■ EXERCISE INSTRUCTIONS ■
Once the line containing "Phrase: tiger statue's stripe" is found, copy that line and all remaining lines of the records exactly, including the last one, and add nothing.

■ RECORDS FOR THIS EXERCISE ■
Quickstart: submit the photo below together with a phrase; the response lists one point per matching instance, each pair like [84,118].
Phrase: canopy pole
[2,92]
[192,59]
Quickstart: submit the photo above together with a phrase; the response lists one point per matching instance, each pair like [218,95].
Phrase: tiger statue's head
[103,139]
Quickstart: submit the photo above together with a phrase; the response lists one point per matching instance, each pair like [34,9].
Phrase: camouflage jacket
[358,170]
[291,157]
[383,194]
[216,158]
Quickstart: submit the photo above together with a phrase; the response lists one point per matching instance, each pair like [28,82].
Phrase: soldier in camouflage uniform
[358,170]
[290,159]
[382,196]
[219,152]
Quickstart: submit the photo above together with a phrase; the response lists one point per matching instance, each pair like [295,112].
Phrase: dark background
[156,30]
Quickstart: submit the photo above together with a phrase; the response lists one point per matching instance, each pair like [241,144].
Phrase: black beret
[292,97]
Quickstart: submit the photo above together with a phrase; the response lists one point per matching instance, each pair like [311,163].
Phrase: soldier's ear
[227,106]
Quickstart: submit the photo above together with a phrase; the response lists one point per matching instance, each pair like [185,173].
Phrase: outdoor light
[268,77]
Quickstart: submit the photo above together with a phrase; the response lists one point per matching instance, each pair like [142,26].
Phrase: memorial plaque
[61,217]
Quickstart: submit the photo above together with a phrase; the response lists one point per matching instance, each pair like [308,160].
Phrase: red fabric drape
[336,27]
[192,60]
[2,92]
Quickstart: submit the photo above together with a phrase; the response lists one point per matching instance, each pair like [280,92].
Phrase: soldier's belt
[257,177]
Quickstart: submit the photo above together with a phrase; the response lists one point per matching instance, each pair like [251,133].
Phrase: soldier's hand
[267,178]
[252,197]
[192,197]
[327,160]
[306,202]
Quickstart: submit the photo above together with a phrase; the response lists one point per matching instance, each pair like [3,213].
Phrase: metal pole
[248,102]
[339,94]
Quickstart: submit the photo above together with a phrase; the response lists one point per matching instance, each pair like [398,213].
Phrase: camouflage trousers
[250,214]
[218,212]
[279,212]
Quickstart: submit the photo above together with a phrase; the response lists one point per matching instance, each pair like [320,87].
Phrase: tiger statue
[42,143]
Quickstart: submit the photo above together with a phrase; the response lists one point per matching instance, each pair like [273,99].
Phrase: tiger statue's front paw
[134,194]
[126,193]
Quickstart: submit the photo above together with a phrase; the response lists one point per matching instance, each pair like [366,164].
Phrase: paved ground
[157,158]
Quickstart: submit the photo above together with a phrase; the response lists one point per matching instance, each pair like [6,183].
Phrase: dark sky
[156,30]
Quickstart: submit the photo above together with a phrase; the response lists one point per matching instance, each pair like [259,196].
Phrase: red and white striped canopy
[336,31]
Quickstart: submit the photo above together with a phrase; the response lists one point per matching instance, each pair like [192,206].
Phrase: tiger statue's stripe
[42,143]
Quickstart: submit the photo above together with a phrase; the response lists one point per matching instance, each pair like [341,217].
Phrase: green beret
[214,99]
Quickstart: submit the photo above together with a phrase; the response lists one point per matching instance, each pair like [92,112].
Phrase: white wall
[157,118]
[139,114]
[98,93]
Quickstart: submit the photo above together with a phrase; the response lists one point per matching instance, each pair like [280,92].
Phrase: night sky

■ TASK RESPONSE ■
Phrase: tiger statue's stripe
[42,143]
Quickstart: submit the photo above together with a phrase; the response lists one point per matching instance, each pair like [341,217].
Phrase: green beret
[214,99]
Quickstart: submit the photo above together with a phrase; the response lists one point per matching instance, each pair like [92,112].
Phrase: white wall
[157,118]
[139,114]
[98,93]
Quickstart: submit the photo above together with a phrase; the response lists one point per matching instance, each pair like [280,92].
Phrase: night sky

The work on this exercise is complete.